===== Brano fornito =====

Se ben ricordo, in quegli anni i suoi due assistenti erano Erwin Hertel (che poco dopo divenne uno dei miei più cari amici) e Hans Weisshaar. Sia Hertel che Weisshaar hanno poi fatto una grande carriera.

Nel 1943, divenni il violoncellista solista della Filarmonica di New York e, vivendo nella zona di New York, approfittai della maestria di Sacconi e di Hertel. Nel 1945 comprai un Gofriller del 1711, e nel 1952 acquistai il mio amatissimo Niccolò Amati del 1662. L'Amati fu comprato da Emil Herrmann e Rembert Wurlitzer, che avevano portato insieme il violoncello in questo Paese. Fernando costruì un magnifico manico nuovo, che lui stesso aveva consigliato di fare, e ciò divenne una clausola del contratto di vendita. I ponticelli che lui modellava erano tanto belli quanto meritavano quei grandi strumenti. Si adattavano bene e suonavano (e suonano ancora) magnificamente. Egli era molto sensibile al suono ed era incredibile come riuscisse, con la minima manipolazione dell'anima, a ricavare il massimo da ogni singolo strumento.

===== Materiale fornito =====

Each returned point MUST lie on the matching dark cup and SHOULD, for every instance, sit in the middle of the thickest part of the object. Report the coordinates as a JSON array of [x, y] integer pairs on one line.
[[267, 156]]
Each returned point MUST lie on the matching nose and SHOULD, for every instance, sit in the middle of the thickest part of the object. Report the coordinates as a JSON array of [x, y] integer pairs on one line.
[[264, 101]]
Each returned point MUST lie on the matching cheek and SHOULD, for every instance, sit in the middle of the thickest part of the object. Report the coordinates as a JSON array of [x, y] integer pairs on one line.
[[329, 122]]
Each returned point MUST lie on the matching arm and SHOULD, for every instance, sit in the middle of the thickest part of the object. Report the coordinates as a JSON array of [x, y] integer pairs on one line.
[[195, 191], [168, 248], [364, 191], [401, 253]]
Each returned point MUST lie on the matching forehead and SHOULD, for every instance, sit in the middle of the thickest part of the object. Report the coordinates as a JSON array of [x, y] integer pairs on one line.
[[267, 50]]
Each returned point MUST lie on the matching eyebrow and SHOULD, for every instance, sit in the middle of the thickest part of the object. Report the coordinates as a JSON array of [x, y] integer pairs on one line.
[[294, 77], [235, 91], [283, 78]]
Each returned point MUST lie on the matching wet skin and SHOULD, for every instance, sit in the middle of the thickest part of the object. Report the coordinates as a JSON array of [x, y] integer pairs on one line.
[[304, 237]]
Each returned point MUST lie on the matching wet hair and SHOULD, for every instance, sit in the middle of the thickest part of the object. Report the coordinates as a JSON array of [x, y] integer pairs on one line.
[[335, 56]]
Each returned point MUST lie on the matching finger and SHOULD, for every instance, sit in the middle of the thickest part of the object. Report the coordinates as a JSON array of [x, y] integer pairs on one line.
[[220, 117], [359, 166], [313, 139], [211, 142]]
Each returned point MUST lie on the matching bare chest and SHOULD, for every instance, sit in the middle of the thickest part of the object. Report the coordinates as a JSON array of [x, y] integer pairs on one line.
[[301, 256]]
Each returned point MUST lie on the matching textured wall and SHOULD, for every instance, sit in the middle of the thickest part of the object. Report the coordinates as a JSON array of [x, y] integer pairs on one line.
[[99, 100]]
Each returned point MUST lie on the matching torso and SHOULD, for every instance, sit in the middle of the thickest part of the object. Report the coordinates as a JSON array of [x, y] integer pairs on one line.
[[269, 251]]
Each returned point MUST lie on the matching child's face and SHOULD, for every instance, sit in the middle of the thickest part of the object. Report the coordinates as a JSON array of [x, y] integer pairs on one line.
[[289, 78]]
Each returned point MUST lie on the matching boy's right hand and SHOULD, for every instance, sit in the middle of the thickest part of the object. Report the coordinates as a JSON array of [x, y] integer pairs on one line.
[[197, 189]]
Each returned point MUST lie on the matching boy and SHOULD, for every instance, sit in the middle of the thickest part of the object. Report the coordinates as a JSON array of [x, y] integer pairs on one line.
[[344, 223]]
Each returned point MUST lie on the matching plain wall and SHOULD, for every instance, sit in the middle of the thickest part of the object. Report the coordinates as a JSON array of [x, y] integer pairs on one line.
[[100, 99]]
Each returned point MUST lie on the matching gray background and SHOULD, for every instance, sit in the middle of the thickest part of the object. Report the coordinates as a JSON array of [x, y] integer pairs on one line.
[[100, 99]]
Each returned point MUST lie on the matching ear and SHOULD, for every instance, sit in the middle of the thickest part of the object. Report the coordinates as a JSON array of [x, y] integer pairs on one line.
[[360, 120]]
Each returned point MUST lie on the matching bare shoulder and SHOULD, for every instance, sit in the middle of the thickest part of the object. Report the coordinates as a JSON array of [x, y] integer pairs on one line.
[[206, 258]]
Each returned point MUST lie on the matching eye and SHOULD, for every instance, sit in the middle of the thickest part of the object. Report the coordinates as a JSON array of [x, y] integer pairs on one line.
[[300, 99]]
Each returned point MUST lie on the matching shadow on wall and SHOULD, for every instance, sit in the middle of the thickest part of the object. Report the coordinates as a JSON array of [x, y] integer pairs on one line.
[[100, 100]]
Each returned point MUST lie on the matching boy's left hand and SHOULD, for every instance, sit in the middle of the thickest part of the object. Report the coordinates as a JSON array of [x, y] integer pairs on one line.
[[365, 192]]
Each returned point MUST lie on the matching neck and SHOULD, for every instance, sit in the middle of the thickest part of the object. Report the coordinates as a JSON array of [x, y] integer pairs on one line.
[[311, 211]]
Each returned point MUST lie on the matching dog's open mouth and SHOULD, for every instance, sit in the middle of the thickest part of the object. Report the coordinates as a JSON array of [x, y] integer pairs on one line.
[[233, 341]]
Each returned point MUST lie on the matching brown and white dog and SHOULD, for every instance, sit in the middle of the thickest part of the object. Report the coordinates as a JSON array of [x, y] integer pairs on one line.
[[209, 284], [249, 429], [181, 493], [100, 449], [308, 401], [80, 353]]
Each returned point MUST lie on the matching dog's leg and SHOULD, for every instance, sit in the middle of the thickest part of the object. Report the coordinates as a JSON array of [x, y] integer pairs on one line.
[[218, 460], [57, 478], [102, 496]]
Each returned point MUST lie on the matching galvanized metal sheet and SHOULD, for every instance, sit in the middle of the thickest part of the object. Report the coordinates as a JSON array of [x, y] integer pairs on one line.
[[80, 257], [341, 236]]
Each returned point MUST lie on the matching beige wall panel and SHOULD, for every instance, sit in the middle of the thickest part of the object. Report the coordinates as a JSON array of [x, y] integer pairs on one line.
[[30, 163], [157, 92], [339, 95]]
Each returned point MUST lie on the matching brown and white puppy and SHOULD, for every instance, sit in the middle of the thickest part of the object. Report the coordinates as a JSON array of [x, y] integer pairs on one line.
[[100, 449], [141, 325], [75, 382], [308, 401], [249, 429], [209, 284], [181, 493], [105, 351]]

=====

* **Compiti scritti**
[1] Secondo il brano, in che anno chi scrive acquistò il Niccolò Amati del 1662?
[2] Restituisci dal brano il passo che parte dalle parole "Se ben ricordo, in" e si ferma dopo "fatto una grande carriera.", copiandolo senza cambiare nulla.

* **Compiti svolti**
[1] Nel 1952.

[2]
Se ben ricordo, in quegli anni i suoi due assistenti erano Erwin Hertel (che poco dopo divenne uno dei miei più cari amici) e Hans Weisshaar. Sia Hertel che Weisshaar hanno poi fatto una grande carriera.